(Records from a dataset)
- Opening Delimiter -

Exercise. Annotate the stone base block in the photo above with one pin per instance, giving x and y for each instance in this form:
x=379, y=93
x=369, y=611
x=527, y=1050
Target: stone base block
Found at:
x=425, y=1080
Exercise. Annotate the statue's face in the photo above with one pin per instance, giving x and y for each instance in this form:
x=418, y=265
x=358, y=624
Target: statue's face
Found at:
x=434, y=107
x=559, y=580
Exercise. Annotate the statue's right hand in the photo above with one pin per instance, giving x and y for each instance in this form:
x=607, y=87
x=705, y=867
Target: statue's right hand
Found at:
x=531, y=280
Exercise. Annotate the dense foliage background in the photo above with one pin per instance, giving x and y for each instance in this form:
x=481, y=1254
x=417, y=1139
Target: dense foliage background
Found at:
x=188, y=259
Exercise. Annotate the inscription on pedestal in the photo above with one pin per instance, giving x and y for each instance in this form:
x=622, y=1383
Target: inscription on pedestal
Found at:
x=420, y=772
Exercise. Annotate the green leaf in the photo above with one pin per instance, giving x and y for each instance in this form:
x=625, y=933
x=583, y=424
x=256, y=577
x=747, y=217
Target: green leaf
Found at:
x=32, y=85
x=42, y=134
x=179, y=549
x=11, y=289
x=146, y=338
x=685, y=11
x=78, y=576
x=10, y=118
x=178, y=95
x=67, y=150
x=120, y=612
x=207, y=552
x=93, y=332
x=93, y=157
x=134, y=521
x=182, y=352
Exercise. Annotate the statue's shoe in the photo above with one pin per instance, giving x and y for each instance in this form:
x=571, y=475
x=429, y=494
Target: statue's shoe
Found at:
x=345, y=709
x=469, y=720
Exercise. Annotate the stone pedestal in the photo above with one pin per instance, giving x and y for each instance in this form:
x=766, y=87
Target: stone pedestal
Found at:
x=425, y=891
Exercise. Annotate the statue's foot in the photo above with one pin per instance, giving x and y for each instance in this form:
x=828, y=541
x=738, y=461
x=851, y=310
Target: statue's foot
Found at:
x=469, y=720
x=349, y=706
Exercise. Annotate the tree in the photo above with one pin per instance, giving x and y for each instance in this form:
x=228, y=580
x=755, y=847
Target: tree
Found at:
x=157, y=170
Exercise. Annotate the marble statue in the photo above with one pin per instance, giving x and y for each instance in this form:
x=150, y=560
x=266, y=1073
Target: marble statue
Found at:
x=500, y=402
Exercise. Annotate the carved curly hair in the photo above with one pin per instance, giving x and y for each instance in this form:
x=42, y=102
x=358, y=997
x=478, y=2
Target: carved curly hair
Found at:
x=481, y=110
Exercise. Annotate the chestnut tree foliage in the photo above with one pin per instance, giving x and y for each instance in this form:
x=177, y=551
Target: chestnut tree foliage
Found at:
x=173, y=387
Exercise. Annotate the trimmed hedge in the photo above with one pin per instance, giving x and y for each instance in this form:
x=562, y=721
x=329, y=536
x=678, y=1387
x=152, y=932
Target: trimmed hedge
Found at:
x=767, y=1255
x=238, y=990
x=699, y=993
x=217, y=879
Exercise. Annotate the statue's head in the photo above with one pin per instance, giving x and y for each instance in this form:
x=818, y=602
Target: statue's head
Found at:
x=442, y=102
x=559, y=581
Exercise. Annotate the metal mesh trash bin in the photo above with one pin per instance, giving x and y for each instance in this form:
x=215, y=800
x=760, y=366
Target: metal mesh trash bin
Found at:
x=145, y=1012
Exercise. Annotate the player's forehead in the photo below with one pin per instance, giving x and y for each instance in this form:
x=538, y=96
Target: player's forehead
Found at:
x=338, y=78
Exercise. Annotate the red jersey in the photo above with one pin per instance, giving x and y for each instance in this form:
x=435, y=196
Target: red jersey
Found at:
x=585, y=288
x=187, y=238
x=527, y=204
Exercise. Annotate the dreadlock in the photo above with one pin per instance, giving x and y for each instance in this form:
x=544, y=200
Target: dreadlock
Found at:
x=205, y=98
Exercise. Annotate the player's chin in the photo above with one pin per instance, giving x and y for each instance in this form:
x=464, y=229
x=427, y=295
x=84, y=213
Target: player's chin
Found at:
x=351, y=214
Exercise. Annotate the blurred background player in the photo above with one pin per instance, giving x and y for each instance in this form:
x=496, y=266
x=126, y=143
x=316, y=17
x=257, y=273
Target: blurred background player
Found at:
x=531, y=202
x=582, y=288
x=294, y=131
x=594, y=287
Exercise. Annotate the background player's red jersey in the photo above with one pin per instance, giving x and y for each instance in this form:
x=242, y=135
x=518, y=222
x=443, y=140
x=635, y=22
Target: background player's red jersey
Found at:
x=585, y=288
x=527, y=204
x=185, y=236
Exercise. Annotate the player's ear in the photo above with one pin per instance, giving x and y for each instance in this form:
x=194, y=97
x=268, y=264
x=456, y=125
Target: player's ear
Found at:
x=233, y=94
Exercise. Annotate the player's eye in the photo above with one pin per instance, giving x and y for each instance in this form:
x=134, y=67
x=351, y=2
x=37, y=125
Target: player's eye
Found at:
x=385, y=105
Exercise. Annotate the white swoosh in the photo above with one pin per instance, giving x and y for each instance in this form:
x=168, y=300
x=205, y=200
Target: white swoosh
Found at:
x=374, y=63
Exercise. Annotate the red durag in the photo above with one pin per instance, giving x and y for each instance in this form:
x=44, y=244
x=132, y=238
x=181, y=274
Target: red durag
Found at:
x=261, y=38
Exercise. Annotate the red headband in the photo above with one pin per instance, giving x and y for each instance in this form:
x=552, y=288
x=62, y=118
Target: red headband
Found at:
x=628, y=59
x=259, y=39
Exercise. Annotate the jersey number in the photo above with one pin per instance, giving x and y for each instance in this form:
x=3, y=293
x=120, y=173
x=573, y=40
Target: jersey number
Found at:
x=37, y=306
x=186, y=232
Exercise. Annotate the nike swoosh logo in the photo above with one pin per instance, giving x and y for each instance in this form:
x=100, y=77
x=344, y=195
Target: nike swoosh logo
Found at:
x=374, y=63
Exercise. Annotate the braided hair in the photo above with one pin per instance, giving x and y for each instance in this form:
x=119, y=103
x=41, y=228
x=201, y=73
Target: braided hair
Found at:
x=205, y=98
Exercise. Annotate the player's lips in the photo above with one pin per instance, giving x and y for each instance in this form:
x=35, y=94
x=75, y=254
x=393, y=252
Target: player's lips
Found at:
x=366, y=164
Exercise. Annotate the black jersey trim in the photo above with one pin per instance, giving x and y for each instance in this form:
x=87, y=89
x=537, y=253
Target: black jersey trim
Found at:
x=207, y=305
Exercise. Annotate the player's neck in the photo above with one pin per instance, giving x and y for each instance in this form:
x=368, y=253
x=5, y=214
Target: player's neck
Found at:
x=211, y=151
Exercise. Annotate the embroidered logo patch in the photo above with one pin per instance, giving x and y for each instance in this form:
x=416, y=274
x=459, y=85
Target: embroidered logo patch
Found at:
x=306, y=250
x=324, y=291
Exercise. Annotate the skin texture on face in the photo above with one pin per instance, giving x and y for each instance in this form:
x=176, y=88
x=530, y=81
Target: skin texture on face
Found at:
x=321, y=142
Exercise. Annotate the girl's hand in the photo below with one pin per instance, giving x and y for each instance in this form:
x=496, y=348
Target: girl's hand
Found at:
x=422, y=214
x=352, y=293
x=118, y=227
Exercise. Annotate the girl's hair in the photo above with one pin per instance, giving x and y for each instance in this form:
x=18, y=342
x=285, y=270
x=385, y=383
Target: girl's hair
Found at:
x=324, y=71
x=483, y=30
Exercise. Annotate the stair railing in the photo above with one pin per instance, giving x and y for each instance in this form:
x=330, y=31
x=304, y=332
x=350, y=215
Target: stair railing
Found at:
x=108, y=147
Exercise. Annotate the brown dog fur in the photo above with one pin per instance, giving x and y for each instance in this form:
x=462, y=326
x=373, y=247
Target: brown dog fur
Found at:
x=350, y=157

- Closing Delimiter -

# ABOUT THIS TASK
Scan the data above and report each line in which "lips" is present.

# SOLUTION FOR THIS EXERCISE
Exercise. Annotate the player's lips in the photo above with one pin per instance, giving x and y for each instance in this form:
Target: player's lips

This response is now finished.